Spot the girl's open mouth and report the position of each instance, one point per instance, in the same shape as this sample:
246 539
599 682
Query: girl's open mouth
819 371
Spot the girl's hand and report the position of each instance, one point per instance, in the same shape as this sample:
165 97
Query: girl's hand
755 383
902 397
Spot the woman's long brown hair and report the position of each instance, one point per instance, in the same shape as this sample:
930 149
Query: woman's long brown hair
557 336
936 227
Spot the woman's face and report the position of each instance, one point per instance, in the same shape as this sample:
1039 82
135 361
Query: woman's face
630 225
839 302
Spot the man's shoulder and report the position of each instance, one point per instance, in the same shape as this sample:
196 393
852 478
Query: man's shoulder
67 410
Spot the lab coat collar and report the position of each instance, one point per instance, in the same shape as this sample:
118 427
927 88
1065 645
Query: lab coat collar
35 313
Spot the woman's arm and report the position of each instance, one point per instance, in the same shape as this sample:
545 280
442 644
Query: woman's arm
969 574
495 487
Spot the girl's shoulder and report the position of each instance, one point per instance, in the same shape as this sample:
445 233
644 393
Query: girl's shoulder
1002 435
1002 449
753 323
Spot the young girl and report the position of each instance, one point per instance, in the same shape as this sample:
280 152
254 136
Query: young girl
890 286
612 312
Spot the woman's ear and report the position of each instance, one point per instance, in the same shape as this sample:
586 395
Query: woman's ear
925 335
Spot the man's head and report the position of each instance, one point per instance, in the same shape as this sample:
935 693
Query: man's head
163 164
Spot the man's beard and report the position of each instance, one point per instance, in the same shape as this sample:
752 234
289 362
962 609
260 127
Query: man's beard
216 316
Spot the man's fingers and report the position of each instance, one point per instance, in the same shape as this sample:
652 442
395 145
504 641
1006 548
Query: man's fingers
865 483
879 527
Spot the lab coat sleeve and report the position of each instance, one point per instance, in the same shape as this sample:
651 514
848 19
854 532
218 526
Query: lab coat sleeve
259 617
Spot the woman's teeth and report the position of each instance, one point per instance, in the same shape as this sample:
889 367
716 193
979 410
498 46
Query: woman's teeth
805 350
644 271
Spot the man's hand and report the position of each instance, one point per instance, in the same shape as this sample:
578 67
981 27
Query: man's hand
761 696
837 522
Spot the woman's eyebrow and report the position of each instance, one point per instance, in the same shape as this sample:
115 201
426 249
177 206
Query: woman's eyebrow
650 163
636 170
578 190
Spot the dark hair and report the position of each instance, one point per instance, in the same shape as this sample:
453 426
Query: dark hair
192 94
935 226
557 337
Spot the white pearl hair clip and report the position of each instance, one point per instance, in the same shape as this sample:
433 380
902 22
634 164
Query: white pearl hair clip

What the task asks
The whole listing, restated word for word, is the expected answer.

Response below
Spot the girl's open mouth and report the position of each instance, one point per instance, in the same shape as this sample:
246 539
599 682
Query: girl's open mouth
819 371
Spot the girl's hand and report the position of each instance, one point per instance, in the same shape as this sample:
165 97
Query: girl's hand
755 383
902 397
Spot the woman's long brown hair and report the position of each instance, one point per instance, in the same shape as this sample:
930 149
Query: woman's long brown hair
557 336
936 227
Spot the woman's face and report the position of each instance, one point per instance, in the same shape as this sample:
1039 82
135 361
Query: woman's face
630 225
839 302
Spot the man's shoulder and report the position of each instance, one point per instance, in the same shape as this sample:
196 393
852 478
Query: man's shoulder
67 410
Spot the lab coat collar and report the position of each instance, one point per instance, in the same shape as this sample:
118 427
927 88
1065 645
Query: lab coat collar
35 313
Spot the woman's arm and report the position of each instance, one point per instance, in the same shape as this sample:
545 280
442 644
Query: woman's arm
969 574
495 487
Spot the girl's shoulder and report the position of each instance, one point per instance, in the same shape as this sample:
445 233
644 393
Query: girl's shoulder
1002 435
1002 449
753 323
Spot the young girl and report the position of each instance, one point per instance, in the same shape as this sample:
280 152
254 136
Query: young girl
890 286
612 312
Spot the woman's ear and report the position of each instance, one point per instance, in the same shape as this sample:
586 395
Query: woman's ear
925 335
Spot the man's head and report the position of each instance, one point per instance, in the same shape as this sample:
935 693
Query: man's head
163 164
Spot the man's beard and report the position of each instance, one point per instance, in the same shape as this sample:
752 234
289 362
962 609
260 127
Query: man's beard
216 316
Spot the man's fingers and report the position of each instance, one point per instance, in the same shape as this sample:
652 442
395 145
504 641
1006 548
Query: man's fingers
865 483
879 527
Spot the lab coat sleeve and report the position of each instance, one point per instance, in the same shape as this sample:
651 514
848 19
854 532
218 526
Query: lab coat sleeve
259 617
Spot the woman's teeth and report the position of each instance, one point per instance, in the same shape as this sample:
889 367
716 193
979 410
498 46
Query: woman's teeth
805 350
644 271
Spot the man's hand and report the position of each instance, one point per instance, in the same shape as this sample:
578 67
981 27
Query: man's hand
761 696
837 522
Spot the woman's eyebrow and report the position of each instance, one point per instance, in the same shape as this sample:
115 201
426 249
177 206
Query: woman's eyebrow
650 163
636 170
578 190
Spot the dark hair and report the position of each instance, one point per instance, in the same shape as this sample:
453 426
Query: dark hair
192 94
935 226
557 337
Spot the white pearl hair clip and report the position of each instance, one point per instance, in the same shape as this sample:
433 380
902 22
634 164
Query: white pearl hair clip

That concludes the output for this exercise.